(Goal of the exercise):
With the pictures left out, write out the records verbatim.

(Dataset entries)
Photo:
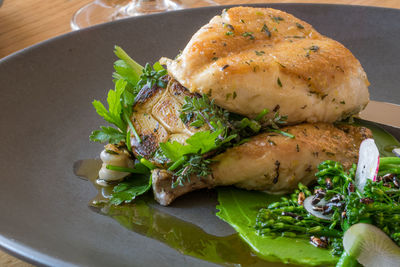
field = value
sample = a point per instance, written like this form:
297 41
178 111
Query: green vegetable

(Response to the exercise):
Photo:
field = value
sample = a point per instance, written like this form:
297 41
178 111
Query: green vegetable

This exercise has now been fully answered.